(Location identification items)
+---+

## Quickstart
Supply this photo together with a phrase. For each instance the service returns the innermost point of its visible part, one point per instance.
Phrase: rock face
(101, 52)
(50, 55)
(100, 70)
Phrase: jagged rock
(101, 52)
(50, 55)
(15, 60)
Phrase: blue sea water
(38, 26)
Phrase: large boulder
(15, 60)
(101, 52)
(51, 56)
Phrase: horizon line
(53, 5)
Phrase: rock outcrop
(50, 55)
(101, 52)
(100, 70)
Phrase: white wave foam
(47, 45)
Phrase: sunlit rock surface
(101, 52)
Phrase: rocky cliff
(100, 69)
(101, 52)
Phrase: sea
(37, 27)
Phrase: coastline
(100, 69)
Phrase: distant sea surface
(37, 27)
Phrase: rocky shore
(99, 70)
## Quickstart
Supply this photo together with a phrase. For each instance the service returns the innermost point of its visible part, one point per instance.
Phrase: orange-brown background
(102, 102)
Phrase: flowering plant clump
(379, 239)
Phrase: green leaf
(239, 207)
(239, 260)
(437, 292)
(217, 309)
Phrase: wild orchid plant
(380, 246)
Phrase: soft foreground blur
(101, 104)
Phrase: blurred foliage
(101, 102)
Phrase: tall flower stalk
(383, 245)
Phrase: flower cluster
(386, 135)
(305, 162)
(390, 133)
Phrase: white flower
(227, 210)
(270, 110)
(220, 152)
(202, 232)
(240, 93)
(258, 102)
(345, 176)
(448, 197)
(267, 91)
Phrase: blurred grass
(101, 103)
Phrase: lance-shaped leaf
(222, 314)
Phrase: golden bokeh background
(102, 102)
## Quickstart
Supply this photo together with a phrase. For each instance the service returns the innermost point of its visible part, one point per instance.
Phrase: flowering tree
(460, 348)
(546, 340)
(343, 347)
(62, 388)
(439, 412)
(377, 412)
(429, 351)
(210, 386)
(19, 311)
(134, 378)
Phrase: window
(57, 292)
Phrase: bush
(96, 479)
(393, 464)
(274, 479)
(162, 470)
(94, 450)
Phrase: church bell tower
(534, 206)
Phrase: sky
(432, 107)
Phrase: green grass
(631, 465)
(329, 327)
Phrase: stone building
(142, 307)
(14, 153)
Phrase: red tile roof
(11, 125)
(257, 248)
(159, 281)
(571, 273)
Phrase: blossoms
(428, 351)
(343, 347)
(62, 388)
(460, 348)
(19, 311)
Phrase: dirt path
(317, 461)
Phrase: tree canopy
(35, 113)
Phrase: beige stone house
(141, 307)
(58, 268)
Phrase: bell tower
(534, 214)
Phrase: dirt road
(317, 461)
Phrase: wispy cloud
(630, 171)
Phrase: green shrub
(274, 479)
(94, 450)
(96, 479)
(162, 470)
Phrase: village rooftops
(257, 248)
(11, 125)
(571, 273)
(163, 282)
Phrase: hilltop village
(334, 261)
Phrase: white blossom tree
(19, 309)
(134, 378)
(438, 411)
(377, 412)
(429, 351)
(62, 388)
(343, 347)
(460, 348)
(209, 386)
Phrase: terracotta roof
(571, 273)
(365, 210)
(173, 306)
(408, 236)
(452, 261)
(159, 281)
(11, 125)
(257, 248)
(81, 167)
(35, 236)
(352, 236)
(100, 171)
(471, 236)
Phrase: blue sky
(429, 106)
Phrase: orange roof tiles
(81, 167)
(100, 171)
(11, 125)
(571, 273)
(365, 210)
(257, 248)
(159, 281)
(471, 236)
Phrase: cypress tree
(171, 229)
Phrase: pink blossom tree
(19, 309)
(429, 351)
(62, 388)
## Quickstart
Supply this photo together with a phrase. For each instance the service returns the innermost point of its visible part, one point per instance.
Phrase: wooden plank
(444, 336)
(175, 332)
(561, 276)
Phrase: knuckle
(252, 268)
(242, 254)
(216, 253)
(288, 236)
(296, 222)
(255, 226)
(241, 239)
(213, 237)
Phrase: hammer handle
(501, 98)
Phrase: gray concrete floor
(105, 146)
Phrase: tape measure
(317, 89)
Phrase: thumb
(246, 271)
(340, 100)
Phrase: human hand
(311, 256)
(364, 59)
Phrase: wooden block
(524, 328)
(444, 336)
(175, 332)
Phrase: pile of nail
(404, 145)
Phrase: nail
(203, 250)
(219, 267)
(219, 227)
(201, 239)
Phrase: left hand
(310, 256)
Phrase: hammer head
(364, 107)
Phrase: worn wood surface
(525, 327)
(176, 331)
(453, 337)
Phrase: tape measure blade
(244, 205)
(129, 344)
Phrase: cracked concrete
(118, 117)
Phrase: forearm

+---+

— What is asked —
Put every line of the records above into a JSON list of strings, one string per line, leaving out blank lines.

— Answer to this task —
[
  "## Quickstart",
  "Supply this photo together with a phrase. For each instance the service returns the innermost point of its visible part, one point per instance.",
  "Phrase: rock face",
  "(101, 52)",
  "(50, 55)",
  "(100, 70)",
  "Phrase: jagged rock",
  "(101, 52)",
  "(50, 55)",
  "(15, 60)",
  "Phrase: blue sea water",
  "(38, 26)",
  "Phrase: large boulder",
  "(15, 60)",
  "(101, 52)",
  "(51, 56)",
  "Phrase: horizon line",
  "(53, 5)",
  "Phrase: rock outcrop",
  "(50, 55)",
  "(101, 52)",
  "(100, 70)",
  "Phrase: white wave foam",
  "(47, 45)",
  "Phrase: sunlit rock surface",
  "(101, 52)",
  "Phrase: rocky cliff",
  "(100, 69)",
  "(101, 52)",
  "Phrase: sea",
  "(37, 27)",
  "Phrase: coastline",
  "(100, 69)",
  "Phrase: distant sea surface",
  "(37, 27)",
  "Phrase: rocky shore",
  "(99, 70)",
  "## Quickstart",
  "Supply this photo together with a phrase. For each instance the service returns the innermost point of its visible part, one point per instance.",
  "Phrase: orange-brown background",
  "(102, 102)",
  "Phrase: flowering plant clump",
  "(379, 239)",
  "Phrase: green leaf",
  "(239, 207)",
  "(239, 260)",
  "(437, 292)",
  "(217, 309)",
  "Phrase: wild orchid plant",
  "(380, 246)",
  "Phrase: soft foreground blur",
  "(101, 104)",
  "Phrase: blurred foliage",
  "(101, 102)",
  "Phrase: tall flower stalk",
  "(383, 245)",
  "Phrase: flower cluster",
  "(386, 135)",
  "(305, 162)",
  "(390, 133)",
  "Phrase: white flower",
  "(227, 210)",
  "(270, 110)",
  "(220, 152)",
  "(202, 232)",
  "(240, 93)",
  "(258, 102)",
  "(345, 176)",
  "(448, 197)",
  "(267, 91)",
  "Phrase: blurred grass",
  "(101, 103)",
  "Phrase: lance-shaped leaf",
  "(222, 314)",
  "Phrase: golden bokeh background",
  "(102, 102)",
  "## Quickstart",
  "Supply this photo together with a phrase. For each instance the service returns the innermost point of its visible part, one point per instance.",
  "Phrase: flowering tree",
  "(460, 348)",
  "(546, 340)",
  "(343, 347)",
  "(62, 388)",
  "(439, 412)",
  "(377, 412)",
  "(429, 351)",
  "(210, 386)",
  "(19, 311)",
  "(134, 378)",
  "Phrase: window",
  "(57, 292)",
  "Phrase: bush",
  "(96, 479)",
  "(393, 464)",
  "(274, 479)",
  "(162, 470)",
  "(94, 450)",
  "Phrase: church bell tower",
  "(534, 206)",
  "Phrase: sky",
  "(432, 107)",
  "Phrase: green grass",
  "(631, 465)",
  "(329, 327)",
  "Phrase: stone building",
  "(142, 307)",
  "(14, 153)",
  "Phrase: red tile roof",
  "(11, 125)",
  "(257, 248)",
  "(159, 281)",
  "(571, 273)",
  "Phrase: blossoms",
  "(428, 351)",
  "(343, 347)",
  "(62, 388)",
  "(460, 348)",
  "(19, 311)",
  "Phrase: dirt path",
  "(317, 461)",
  "Phrase: tree canopy",
  "(35, 113)",
  "Phrase: beige stone house",
  "(141, 307)",
  "(58, 268)",
  "Phrase: bell tower",
  "(534, 214)",
  "Phrase: dirt road",
  "(317, 461)",
  "Phrase: wispy cloud",
  "(630, 171)",
  "Phrase: green shrub",
  "(274, 479)",
  "(94, 450)",
  "(96, 479)",
  "(162, 470)",
  "Phrase: village rooftops",
  "(257, 248)",
  "(11, 125)",
  "(571, 273)",
  "(163, 282)",
  "Phrase: hilltop village",
  "(334, 261)",
  "Phrase: white blossom tree",
  "(19, 309)",
  "(134, 378)",
  "(438, 411)",
  "(377, 412)",
  "(429, 351)",
  "(62, 388)",
  "(343, 347)",
  "(460, 348)",
  "(209, 386)",
  "Phrase: terracotta roof",
  "(571, 273)",
  "(365, 210)",
  "(173, 306)",
  "(408, 236)",
  "(452, 261)",
  "(159, 281)",
  "(11, 125)",
  "(257, 248)",
  "(81, 167)",
  "(35, 236)",
  "(352, 236)",
  "(100, 171)",
  "(471, 236)",
  "Phrase: blue sky",
  "(429, 106)",
  "Phrase: orange roof tiles",
  "(81, 167)",
  "(100, 171)",
  "(11, 125)",
  "(571, 273)",
  "(365, 210)",
  "(257, 248)",
  "(159, 281)",
  "(471, 236)",
  "Phrase: cypress tree",
  "(171, 229)",
  "Phrase: pink blossom tree",
  "(19, 309)",
  "(429, 351)",
  "(62, 388)",
  "## Quickstart",
  "Supply this photo together with a phrase. For each instance the service returns the innermost point of its visible part, one point per instance.",
  "Phrase: wooden plank",
  "(444, 336)",
  "(175, 332)",
  "(561, 276)",
  "Phrase: knuckle",
  "(252, 268)",
  "(242, 254)",
  "(216, 253)",
  "(288, 236)",
  "(296, 222)",
  "(255, 226)",
  "(241, 239)",
  "(213, 237)",
  "Phrase: hammer handle",
  "(501, 98)",
  "Phrase: gray concrete floor",
  "(105, 146)",
  "Phrase: tape measure",
  "(317, 89)",
  "Phrase: thumb",
  "(246, 271)",
  "(340, 100)",
  "Phrase: human hand",
  "(311, 256)",
  "(364, 59)",
  "Phrase: wooden block",
  "(524, 328)",
  "(444, 336)",
  "(175, 332)",
  "Phrase: pile of nail",
  "(404, 145)",
  "Phrase: nail",
  "(203, 250)",
  "(219, 267)",
  "(219, 227)",
  "(201, 239)",
  "Phrase: left hand",
  "(310, 256)",
  "Phrase: hammer head",
  "(364, 107)",
  "Phrase: worn wood surface",
  "(525, 327)",
  "(176, 331)",
  "(453, 337)",
  "Phrase: tape measure blade",
  "(244, 205)",
  "(129, 344)",
  "Phrase: cracked concrete",
  "(118, 117)",
  "Phrase: forearm"
]